● Set task: In the patent claims, what kind of filter may be used to filter the current and maximum value of the ratio?

● Document segment:
┌────────
2. The method of claim 1, wherein a said at least one ratio of
greater than 1 indicates the presence of said variance, and wherein
a said at least one ratio of less than 1 indicates the absence of
said variance.
3. The method of claim 2, wherein said at least one ratio is
selected from the group of maximum ratio and current ratio.
4. The method of claim 1, wherein said vehicle has a hydrodynamic
torque converter, and wherein the said predetermined throttle event
is selected from the group consisting of: initiation of
high-throttle 1-2 shift, initiation of high-throttle 2-3 shift,
initiation of high-throttle torque converter lockup, and at the
maximum Engine Rating Torque Function for each torque converter
drive cycle.
5. The method of claim 1, including configuring said controller
with a plurality of storage arrays, wherein each of said arrays is
dedicated to a different one of said predetermined throttle
events.
6. A method for determining the use of an aftermarket engine torque
up-rating device by detecting the variance of actual engine torque
from reported engine torque in a vehicle having an engine with an
inertia torque, a controller with accessible memory, and a
hydrodynamic torque converter having a torque converter pump and
turbine, the method comprising: calculating the pump torque of said
torque converter pump and said inertia torque; calculating an
actual engine torque by adding said pump torque and said inertia
torque; determining a reported engine torque of said engine;
calculating a current and maximum value of said ratio of said
actual torque to said reported torque; and storing said current and
maximum value in said accessible memory upon the occurrence of one
of a plurality of predetermined throttle events; wherein said
accessible memory may be accessed to determine the presence or
absence of said variance to thereby determine whether an engine
torque up-rating device was previously attached within said
vehicle.
7. The method of claim 6, wherein said plurality of predetermined
throttle events is selected from the group consisting of:
initiation of high-throttle 1-2 shift, initiation of high-throttle
2-3 shift, initiation of high-throttle torque converter lockup, and
maximum Engine Rating Torque Function for each high-throttle torque
converter drive cycle.
8. The method of claim 6, including filtering said current and
maximum value of said ratio.
9. The method of claim 8, wherein said filtering includes using a
first-order lag filter.
10. The method of claim 6, wherein said controller is configured to
receive a first speed signal from said torque converter and a
second speed signal from said engine for calculating said torque
converter pump torque.
11. An apparatus for determining the use of an aftermarket engine
torque up-rating device by detecting engine torque variance in a
vehicle having an engine, a throttle, and a hydrodynamic torque
converter, the apparatus comprising: a controller having accessible
memory; and an algorithm for calculating the value of the variance
of the current and maximum actual engine torque from the reported
engine torque upon the occurrence of one of a plurality of
predetermined throttle conditions, and storing said value in said
accessible memory; wherein said controller is configured to
initiate said algorithm upon the occurrence of one of said
predetermined throttle conditions.
└────────
[Excerpts of location labeling data]
┌────────
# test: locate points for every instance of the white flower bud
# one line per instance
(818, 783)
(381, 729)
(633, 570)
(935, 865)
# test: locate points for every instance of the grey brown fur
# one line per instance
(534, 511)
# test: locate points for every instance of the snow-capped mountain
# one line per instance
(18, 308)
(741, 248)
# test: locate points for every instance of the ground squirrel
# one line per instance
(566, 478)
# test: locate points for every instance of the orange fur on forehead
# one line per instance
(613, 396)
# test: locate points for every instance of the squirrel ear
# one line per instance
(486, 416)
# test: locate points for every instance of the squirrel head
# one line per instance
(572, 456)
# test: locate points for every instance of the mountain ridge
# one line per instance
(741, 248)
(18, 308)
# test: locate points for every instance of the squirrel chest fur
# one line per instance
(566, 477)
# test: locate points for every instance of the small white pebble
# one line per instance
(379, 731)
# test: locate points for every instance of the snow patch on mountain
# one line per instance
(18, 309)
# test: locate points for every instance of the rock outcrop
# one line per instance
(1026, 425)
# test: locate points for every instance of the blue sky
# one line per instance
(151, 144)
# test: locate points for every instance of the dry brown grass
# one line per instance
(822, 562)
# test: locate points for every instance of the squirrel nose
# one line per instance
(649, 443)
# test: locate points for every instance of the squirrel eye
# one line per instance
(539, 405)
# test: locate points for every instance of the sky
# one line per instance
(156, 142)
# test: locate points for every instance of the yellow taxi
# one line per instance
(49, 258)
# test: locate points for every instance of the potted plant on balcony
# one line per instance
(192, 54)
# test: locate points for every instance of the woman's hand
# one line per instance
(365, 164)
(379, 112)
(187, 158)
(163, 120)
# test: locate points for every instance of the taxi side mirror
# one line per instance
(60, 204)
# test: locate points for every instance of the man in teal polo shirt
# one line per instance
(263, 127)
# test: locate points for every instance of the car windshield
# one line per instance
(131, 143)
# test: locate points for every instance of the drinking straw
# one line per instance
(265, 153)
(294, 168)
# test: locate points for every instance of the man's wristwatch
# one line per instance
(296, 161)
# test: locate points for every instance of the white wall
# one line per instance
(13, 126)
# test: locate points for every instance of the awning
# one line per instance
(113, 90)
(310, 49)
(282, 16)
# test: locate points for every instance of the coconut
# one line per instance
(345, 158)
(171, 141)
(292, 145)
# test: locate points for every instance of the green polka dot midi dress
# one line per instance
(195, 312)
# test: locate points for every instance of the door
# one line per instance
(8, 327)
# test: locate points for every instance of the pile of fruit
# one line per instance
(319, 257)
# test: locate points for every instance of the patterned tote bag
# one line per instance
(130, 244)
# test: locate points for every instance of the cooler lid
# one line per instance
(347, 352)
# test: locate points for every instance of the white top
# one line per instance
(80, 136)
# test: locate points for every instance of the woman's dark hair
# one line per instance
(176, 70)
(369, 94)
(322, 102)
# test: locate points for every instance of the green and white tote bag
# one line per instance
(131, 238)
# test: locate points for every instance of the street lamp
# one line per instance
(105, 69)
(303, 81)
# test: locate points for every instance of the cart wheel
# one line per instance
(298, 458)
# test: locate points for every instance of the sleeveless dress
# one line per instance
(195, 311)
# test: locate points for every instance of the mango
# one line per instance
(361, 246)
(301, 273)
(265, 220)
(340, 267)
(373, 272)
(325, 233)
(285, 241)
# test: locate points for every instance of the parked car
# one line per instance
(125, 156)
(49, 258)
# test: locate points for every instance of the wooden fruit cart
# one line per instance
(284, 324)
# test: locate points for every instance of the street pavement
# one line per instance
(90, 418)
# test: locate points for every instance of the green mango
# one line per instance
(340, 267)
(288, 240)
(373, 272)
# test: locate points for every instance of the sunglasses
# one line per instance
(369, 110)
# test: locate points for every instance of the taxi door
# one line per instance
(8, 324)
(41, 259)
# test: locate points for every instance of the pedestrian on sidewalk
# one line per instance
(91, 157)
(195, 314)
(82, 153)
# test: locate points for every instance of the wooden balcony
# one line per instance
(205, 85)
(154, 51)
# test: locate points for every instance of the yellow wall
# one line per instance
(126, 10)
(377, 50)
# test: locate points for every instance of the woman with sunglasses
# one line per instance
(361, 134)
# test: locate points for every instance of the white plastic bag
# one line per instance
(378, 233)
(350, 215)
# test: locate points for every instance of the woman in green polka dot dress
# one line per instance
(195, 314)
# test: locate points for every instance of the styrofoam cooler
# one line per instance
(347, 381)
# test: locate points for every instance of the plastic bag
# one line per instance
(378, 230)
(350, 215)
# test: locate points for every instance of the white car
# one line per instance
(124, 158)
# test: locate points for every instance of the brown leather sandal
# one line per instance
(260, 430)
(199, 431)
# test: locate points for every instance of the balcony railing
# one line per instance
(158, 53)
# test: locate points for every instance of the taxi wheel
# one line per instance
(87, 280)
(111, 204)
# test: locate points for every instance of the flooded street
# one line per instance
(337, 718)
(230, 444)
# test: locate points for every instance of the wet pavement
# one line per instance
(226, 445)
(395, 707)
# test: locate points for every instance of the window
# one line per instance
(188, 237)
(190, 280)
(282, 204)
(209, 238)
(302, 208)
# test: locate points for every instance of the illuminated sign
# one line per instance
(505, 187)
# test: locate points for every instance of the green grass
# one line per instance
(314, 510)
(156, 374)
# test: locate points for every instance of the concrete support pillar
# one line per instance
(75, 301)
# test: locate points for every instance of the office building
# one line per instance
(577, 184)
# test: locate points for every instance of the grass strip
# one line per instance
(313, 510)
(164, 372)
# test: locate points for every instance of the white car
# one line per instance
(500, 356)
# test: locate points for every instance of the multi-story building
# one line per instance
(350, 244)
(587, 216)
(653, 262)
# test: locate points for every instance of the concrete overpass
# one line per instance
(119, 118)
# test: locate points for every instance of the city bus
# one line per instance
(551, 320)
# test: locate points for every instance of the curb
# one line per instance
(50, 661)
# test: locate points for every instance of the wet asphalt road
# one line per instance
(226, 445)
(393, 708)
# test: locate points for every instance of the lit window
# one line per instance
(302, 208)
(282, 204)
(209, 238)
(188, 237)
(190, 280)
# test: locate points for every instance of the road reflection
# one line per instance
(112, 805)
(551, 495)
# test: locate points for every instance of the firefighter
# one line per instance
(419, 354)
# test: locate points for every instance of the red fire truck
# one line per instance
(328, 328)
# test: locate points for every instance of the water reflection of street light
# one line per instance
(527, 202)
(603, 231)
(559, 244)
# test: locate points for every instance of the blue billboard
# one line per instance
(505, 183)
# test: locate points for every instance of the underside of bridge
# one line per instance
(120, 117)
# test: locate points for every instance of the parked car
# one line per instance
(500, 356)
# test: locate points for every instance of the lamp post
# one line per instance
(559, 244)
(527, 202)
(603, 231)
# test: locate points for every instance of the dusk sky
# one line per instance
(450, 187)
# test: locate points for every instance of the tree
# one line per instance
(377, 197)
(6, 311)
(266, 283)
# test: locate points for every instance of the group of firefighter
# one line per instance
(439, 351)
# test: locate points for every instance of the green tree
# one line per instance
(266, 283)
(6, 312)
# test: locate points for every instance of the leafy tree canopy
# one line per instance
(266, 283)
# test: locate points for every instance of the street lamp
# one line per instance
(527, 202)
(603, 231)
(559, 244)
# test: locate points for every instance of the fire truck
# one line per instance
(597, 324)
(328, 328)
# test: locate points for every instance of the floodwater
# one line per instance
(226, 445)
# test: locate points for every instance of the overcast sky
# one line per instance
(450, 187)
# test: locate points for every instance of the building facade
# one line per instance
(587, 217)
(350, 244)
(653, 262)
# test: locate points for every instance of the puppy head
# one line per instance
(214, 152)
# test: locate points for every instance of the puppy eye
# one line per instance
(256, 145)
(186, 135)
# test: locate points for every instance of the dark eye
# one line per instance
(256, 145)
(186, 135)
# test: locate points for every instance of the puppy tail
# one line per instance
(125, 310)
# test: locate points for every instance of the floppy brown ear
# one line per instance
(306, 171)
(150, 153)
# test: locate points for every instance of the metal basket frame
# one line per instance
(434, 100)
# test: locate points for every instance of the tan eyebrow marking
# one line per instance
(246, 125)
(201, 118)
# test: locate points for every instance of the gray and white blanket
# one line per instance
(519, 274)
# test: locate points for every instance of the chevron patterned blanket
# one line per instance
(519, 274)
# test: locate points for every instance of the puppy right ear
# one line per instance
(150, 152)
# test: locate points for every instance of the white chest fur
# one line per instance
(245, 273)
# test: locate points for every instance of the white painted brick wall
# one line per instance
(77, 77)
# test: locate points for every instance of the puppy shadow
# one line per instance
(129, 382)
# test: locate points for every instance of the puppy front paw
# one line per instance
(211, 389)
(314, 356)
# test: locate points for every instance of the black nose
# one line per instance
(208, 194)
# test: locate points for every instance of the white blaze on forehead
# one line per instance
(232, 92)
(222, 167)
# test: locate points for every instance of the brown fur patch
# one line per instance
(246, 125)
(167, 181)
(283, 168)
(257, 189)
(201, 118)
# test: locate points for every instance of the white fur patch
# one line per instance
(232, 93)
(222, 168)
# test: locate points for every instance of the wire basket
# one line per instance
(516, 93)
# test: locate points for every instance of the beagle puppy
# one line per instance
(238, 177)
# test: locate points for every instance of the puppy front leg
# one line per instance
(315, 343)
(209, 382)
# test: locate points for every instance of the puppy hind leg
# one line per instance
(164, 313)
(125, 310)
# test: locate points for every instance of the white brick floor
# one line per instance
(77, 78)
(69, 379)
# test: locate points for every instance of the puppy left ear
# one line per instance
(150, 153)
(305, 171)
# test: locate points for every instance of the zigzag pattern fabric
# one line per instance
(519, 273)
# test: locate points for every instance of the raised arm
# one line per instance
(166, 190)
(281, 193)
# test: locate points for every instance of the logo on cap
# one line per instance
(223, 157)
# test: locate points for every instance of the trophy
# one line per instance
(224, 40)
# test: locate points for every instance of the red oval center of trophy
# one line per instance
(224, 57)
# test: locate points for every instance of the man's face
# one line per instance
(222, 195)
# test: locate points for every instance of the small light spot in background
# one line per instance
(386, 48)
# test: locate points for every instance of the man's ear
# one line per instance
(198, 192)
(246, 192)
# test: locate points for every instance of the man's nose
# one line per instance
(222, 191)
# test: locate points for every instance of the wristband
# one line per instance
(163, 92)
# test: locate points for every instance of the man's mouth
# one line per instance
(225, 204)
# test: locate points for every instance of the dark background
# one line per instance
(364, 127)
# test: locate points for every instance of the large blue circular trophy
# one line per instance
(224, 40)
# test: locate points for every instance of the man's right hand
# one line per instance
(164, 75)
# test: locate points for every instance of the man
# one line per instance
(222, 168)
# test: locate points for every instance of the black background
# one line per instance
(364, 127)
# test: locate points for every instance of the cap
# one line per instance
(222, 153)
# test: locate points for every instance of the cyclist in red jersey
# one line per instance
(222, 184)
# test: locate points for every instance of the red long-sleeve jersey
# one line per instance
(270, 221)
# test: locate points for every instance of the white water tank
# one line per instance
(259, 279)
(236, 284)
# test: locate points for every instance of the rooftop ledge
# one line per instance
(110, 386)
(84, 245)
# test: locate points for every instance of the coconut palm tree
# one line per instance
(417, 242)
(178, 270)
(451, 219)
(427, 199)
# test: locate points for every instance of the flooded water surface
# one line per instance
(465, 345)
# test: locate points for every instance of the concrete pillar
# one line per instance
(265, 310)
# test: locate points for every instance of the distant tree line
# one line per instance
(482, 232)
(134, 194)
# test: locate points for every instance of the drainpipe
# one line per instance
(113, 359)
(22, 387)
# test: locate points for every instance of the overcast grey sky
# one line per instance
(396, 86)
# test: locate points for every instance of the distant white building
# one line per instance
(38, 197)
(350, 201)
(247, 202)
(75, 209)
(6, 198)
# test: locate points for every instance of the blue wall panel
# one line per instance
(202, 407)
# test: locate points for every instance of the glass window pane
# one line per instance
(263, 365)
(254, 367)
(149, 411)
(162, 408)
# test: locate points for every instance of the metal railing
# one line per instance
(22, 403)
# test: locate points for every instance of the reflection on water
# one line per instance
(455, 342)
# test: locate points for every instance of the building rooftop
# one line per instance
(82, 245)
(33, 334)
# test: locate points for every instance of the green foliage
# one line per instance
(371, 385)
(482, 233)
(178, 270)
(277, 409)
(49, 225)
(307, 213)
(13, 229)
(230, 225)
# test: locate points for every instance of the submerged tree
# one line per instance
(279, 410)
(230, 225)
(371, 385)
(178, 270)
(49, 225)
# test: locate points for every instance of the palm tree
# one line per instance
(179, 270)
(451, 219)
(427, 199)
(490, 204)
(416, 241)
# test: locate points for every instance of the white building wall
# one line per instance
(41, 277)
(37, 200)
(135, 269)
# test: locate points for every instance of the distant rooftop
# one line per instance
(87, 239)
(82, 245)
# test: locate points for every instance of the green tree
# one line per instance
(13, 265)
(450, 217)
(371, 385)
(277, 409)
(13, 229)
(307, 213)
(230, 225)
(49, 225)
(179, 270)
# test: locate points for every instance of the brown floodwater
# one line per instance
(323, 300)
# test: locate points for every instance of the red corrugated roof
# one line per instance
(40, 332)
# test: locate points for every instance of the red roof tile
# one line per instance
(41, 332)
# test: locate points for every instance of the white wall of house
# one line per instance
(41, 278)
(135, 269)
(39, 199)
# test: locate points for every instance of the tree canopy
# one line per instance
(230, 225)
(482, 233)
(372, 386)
└────────
● Answer to the task: A first-order lag filter.